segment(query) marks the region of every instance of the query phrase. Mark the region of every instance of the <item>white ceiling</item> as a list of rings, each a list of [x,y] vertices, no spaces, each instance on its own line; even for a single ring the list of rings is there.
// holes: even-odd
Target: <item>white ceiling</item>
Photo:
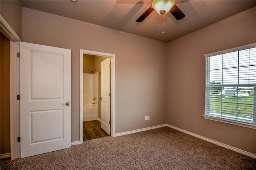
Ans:
[[[177,21],[169,12],[153,11],[142,22],[135,21],[153,1],[21,0],[24,7],[84,21],[168,42],[256,6],[256,0],[176,0],[186,16]]]

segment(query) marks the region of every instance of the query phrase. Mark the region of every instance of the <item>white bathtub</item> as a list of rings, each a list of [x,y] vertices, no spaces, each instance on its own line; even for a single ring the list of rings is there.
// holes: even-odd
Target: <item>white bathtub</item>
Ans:
[[[96,106],[84,106],[83,109],[83,121],[97,120],[98,112],[98,107]]]

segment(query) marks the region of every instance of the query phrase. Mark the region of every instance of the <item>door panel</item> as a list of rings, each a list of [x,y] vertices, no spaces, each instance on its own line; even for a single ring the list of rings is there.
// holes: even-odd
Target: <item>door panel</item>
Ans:
[[[71,50],[21,42],[21,158],[70,147]]]
[[[101,128],[110,135],[110,59],[109,58],[100,63],[101,92]]]

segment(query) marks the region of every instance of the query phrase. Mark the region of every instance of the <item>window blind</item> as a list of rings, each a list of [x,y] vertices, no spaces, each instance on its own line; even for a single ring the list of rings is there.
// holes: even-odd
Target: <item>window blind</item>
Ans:
[[[205,115],[255,125],[256,47],[206,57]]]

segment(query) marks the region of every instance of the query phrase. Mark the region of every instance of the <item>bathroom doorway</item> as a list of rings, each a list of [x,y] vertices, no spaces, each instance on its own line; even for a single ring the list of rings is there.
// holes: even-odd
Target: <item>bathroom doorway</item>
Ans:
[[[80,50],[80,143],[82,143],[84,140],[108,136],[110,134],[112,136],[114,136],[113,132],[114,122],[113,120],[114,120],[113,118],[114,116],[115,108],[113,102],[114,101],[114,82],[113,81],[114,80],[114,64],[114,64],[115,55]],[[104,66],[102,67],[102,63],[105,62],[103,62],[104,61],[109,61],[110,64],[111,62],[109,68],[112,67],[111,72],[110,68],[109,69],[109,78],[108,78],[109,80],[107,81],[109,84],[110,89],[110,112],[108,119],[106,119],[105,116],[102,116],[102,111],[101,108],[102,106],[102,98],[104,96],[101,90],[104,88],[103,86],[102,89],[102,87],[101,88],[101,86],[103,84],[106,84],[104,80],[102,80],[103,82],[101,82],[102,79],[104,80],[101,77],[106,75],[106,74],[104,74],[105,71],[102,71]],[[102,72],[103,72],[103,75],[101,74]],[[103,103],[103,104],[104,103]],[[104,105],[103,106],[103,111],[104,111],[105,106]],[[103,119],[102,116],[103,117]],[[108,131],[104,128],[106,124],[106,121],[104,121],[104,119],[108,120],[108,124],[109,123],[108,125],[109,127]],[[104,129],[107,133],[102,128]]]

* [Exercise prompt] Swap "window blind" for "window shade" throughout the lines and change nothing else. Leave the pictures out of your answer.

* [Correct answer]
segment(query) marks the region of every instance of the query phrase. Mark the region of every instance of the <item>white ceiling</item> as a list of rings, each a list of [x,y] vertices, no spaces, each instance on its own line; even for a single ring the list of rings is there.
// holes: even-odd
Target: <item>white ceiling</item>
Photo:
Ans:
[[[177,21],[169,12],[153,11],[142,22],[135,21],[153,1],[21,0],[24,7],[84,21],[168,42],[256,6],[256,0],[176,0],[186,16]]]

segment(query) marks the region of every instance of the query phrase. Mark the region of every instance of the <item>white bathtub</item> as a list of rings, each a list of [x,y] vertices, no spaces, each instance on its own line; even for a single ring the list of rings is there.
// holes: even-odd
Target: <item>white bathtub</item>
Ans:
[[[96,106],[84,106],[83,109],[83,121],[97,120],[98,112],[98,107]]]

segment(query) marks the region of every instance of the query phrase. Mark the region of every instance of the <item>door panel</item> as a list of rings, each a list of [x,y] vertices, no spaces, each instance on its own line; even for a single ring the list of rings is there.
// holes: even-odd
Target: <item>door panel</item>
Ans:
[[[71,50],[21,42],[21,158],[70,147]]]
[[[101,128],[110,135],[110,59],[109,58],[100,63],[101,92]]]

segment(query) marks the region of every instance of the query phrase. Mark the region of every instance of the <item>window shade</item> as a list of rings, each a list of [x,y] vertices, no spaces, each instance on its own line; even for a single ring the list of rings is there.
// holes: even-odd
Target: <item>window shade</item>
Ans:
[[[205,115],[255,125],[256,47],[206,57]]]

segment(query) marks the region of every instance of the query phrase. Mark the region of every instance of the <item>bathroom doorway</item> as a list of rings, each a list of [x,y] vertices, no spaces, each instance on its own line; even for a single ring the list of rings is there.
// holes: even-odd
Target: <item>bathroom doorway</item>
Ans:
[[[80,50],[80,143],[82,143],[84,140],[108,136],[110,134],[112,136],[114,136],[113,132],[114,122],[113,120],[114,120],[113,118],[114,116],[115,108],[113,102],[114,101],[114,82],[113,81],[114,80],[114,64],[114,64],[115,55]],[[104,66],[102,67],[102,63],[105,62],[103,62],[104,61],[109,61],[110,64],[111,62],[109,68],[112,67],[111,72],[110,68],[109,69],[109,78],[108,78],[109,80],[107,81],[109,84],[110,89],[110,112],[108,119],[106,119],[105,116],[102,116],[102,111],[101,108],[102,106],[102,98],[104,96],[101,90],[104,88],[103,86],[102,89],[102,87],[101,88],[101,86],[103,84],[106,84],[104,80],[102,80],[103,82],[101,82],[102,79],[104,80],[101,77],[106,75],[106,74],[104,74],[105,71],[102,71]],[[102,72],[103,72],[103,75],[101,74]],[[103,103],[103,104],[104,103]],[[104,105],[103,106],[103,111],[104,111],[105,106]],[[103,119],[102,116],[103,117]],[[108,131],[104,128],[106,124],[106,121],[104,121],[104,119],[108,120],[108,124],[109,123],[108,125],[109,127]],[[104,129],[107,133],[102,128]]]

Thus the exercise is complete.